Rows of box annotation data =>

# # # # #

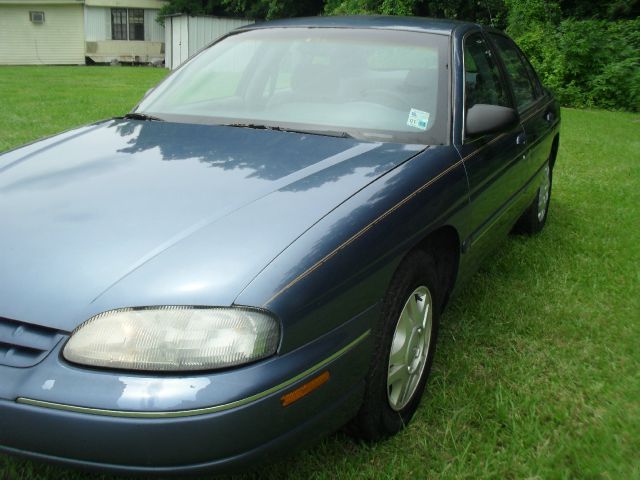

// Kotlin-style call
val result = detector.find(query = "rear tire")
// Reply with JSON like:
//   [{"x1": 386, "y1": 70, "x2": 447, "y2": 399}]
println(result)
[
  {"x1": 348, "y1": 251, "x2": 442, "y2": 441},
  {"x1": 514, "y1": 163, "x2": 553, "y2": 235}
]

# # # # #

Prompt =>
Can you rescale all the lines above and give them again in full, multiplying every box coordinate in the answers by 1.85 and rounding each result to a whole number, with halves rounded up? Leave the other numbers as they are, and leave the pictures out of your answer.

Worked solution =>
// Kotlin-style call
val result = detector.find(query = "rear tire")
// Reply with JSON like:
//   [{"x1": 386, "y1": 70, "x2": 447, "y2": 399}]
println(result)
[
  {"x1": 644, "y1": 464, "x2": 818, "y2": 816},
  {"x1": 951, "y1": 302, "x2": 1023, "y2": 435}
]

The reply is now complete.